▶ _Problem statement_: Go through the listing and copy every line word for word.

[Collected data entries]
>> start
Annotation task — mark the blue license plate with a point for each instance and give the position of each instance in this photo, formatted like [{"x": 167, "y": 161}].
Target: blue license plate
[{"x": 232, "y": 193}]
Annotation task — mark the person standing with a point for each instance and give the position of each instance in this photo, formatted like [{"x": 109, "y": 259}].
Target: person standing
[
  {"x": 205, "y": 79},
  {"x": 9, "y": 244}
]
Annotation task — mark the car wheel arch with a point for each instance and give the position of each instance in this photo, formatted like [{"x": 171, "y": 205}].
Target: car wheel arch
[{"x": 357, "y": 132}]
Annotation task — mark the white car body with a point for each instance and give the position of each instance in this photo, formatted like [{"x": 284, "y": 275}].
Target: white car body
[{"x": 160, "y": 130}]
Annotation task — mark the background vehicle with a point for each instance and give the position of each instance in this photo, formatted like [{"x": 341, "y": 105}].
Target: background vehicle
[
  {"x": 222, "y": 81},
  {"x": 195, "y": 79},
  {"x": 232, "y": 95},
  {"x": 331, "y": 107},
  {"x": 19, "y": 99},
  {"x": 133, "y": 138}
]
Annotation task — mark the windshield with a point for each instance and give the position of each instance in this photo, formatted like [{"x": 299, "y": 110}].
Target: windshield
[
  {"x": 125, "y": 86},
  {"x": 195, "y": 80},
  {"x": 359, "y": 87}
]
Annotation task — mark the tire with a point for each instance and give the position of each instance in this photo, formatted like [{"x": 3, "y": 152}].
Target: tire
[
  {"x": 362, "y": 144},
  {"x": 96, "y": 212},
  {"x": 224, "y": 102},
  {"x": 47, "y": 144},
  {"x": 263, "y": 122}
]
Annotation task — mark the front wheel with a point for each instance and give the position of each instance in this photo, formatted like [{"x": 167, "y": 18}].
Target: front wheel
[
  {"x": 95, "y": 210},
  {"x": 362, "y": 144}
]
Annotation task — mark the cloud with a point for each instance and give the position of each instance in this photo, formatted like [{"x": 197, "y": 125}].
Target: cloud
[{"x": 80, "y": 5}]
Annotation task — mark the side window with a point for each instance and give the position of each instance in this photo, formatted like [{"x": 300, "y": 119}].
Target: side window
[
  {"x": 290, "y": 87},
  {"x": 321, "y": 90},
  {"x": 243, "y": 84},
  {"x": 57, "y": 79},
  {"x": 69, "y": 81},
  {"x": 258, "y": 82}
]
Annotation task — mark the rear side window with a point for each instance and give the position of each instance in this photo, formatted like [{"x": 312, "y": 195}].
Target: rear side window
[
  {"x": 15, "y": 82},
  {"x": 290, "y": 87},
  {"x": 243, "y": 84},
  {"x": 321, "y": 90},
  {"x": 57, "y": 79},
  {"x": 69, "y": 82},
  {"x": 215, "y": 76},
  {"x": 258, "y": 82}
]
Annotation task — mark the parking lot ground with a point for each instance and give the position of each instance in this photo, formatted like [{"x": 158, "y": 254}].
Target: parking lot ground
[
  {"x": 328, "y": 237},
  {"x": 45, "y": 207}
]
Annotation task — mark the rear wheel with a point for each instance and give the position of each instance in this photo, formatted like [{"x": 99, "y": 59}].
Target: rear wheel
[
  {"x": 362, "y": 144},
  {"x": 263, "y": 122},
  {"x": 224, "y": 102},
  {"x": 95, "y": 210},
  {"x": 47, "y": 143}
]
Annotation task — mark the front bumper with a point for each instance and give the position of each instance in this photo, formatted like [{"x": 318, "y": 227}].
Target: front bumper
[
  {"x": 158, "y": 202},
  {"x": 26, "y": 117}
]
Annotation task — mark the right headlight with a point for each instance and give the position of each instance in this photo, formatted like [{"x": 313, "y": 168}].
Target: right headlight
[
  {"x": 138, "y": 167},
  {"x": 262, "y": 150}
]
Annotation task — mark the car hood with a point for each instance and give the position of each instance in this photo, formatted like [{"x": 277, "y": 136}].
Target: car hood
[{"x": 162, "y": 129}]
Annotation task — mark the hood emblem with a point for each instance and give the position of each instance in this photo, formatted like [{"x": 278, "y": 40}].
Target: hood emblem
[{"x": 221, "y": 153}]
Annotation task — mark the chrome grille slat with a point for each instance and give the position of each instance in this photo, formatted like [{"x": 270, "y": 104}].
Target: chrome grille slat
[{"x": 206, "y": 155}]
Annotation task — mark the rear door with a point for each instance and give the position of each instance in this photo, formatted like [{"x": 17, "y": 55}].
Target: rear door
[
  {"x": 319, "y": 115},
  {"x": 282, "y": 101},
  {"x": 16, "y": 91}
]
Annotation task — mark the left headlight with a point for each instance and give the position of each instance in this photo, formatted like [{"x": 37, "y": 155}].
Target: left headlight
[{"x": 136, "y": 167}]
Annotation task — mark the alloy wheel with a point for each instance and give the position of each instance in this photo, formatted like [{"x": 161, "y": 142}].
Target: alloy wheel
>> end
▶ _Answer to the problem_:
Annotation task — mark the blue license plate with a point for each instance and give the position of each instance in this photo, formatted like [{"x": 167, "y": 161}].
Target: blue license plate
[{"x": 232, "y": 193}]
Annotation task — mark the person standing with a point for each instance and give the position of each instance in this photo, formatted like [{"x": 109, "y": 259}].
Target: person standing
[
  {"x": 205, "y": 79},
  {"x": 9, "y": 244}
]
Annotation task — mark the car wheel arch with a point for each instance and give the position of each instance in this photo, formatted like [{"x": 171, "y": 205}].
Target: car wheel arch
[{"x": 357, "y": 132}]
Annotation task — mark the white car body with a point for each instance and give the position of each instance in this photo, formatted like [{"x": 284, "y": 275}].
Target: white car body
[{"x": 160, "y": 130}]
Annotation task — mark the background vehicle with a point for each instance and give the position of each instance in this photo, formatted like [{"x": 341, "y": 105}].
Target: background vehicle
[
  {"x": 222, "y": 81},
  {"x": 195, "y": 79},
  {"x": 232, "y": 95},
  {"x": 331, "y": 107},
  {"x": 19, "y": 99},
  {"x": 133, "y": 138}
]
Annotation task — mark the windshield with a point for each instance and give the position of each instance in this photo, formatted like [{"x": 299, "y": 110}].
Target: windshield
[
  {"x": 125, "y": 86},
  {"x": 195, "y": 80},
  {"x": 359, "y": 87}
]
Annotation task — mark the tire with a point for each instance and give the position of each instance in this photo, formatted like [{"x": 3, "y": 152}].
Target: tire
[
  {"x": 362, "y": 144},
  {"x": 96, "y": 212},
  {"x": 224, "y": 102},
  {"x": 47, "y": 144},
  {"x": 263, "y": 122}
]
Annotation task — mark the front wheel with a point for each instance and give the position of each instance in this photo, formatted like [{"x": 167, "y": 18}].
Target: front wheel
[
  {"x": 95, "y": 210},
  {"x": 362, "y": 144}
]
Annotation task — mark the cloud with a point for each instance and give the position of each instance in this photo, formatted like [{"x": 197, "y": 125}].
Target: cloud
[{"x": 80, "y": 5}]
Annotation task — mark the side window with a point for each instance and give the position of each instance in this photo, formatted like [{"x": 300, "y": 119}].
Target: side window
[
  {"x": 290, "y": 87},
  {"x": 321, "y": 90},
  {"x": 243, "y": 84},
  {"x": 57, "y": 79},
  {"x": 69, "y": 81},
  {"x": 258, "y": 82}
]
Annotation task — mark the rear side window with a point for each instance and give the position of each instance in this photo, formatted like [{"x": 312, "y": 195}].
Target: rear side window
[
  {"x": 15, "y": 82},
  {"x": 290, "y": 87},
  {"x": 243, "y": 84},
  {"x": 321, "y": 90},
  {"x": 57, "y": 79},
  {"x": 69, "y": 82},
  {"x": 215, "y": 76},
  {"x": 258, "y": 82}
]
Annotation task — mark the parking lot ground with a point for each instance and give the position of each instance in this photo, formatted like [{"x": 158, "y": 254}].
Target: parking lot ground
[
  {"x": 328, "y": 237},
  {"x": 45, "y": 207}
]
Annotation task — mark the rear wheel with a point for each instance and give the position of each instance in this photo, formatted like [{"x": 99, "y": 59}].
Target: rear wheel
[
  {"x": 362, "y": 144},
  {"x": 263, "y": 122},
  {"x": 224, "y": 102},
  {"x": 95, "y": 210},
  {"x": 47, "y": 143}
]
Annotation task — mark the front bumper with a point for each instance and give the position of each instance in this photo, formatted like [{"x": 318, "y": 227}].
Target: front bumper
[
  {"x": 158, "y": 202},
  {"x": 26, "y": 117}
]
Annotation task — mark the right headlight with a point for each instance and give the position of each instance in this photo, formatted like [{"x": 313, "y": 168}].
Target: right headlight
[
  {"x": 138, "y": 167},
  {"x": 262, "y": 150}
]
Annotation task — mark the car hood with a point for each instance and give the position of each instance in this photo, formatted like [{"x": 277, "y": 136}].
Target: car hood
[{"x": 162, "y": 129}]
Annotation task — mark the hood emblem with a point for each instance and give the position of each instance in this photo, formatted like [{"x": 278, "y": 40}].
Target: hood emblem
[{"x": 221, "y": 153}]
Annotation task — mark the chrome grille slat with a point for each instance and give the position of each instance in this photo, formatted like [{"x": 270, "y": 104}].
Target: chrome grille slat
[{"x": 206, "y": 155}]
Annotation task — mark the rear door with a point for each instance and give the position of each instance in this photo, formatted like [{"x": 17, "y": 55}].
Target: rear door
[
  {"x": 319, "y": 115},
  {"x": 282, "y": 101},
  {"x": 16, "y": 91}
]
Annotation task — mark the left headlight with a point for each instance and give the position of each instance in this photo, formatted like [{"x": 37, "y": 155}].
Target: left headlight
[{"x": 136, "y": 167}]
Annotation task — mark the alloy wheel with a point for each instance and give the position of each instance in this photo, formatted like [{"x": 161, "y": 142}].
Target: alloy wheel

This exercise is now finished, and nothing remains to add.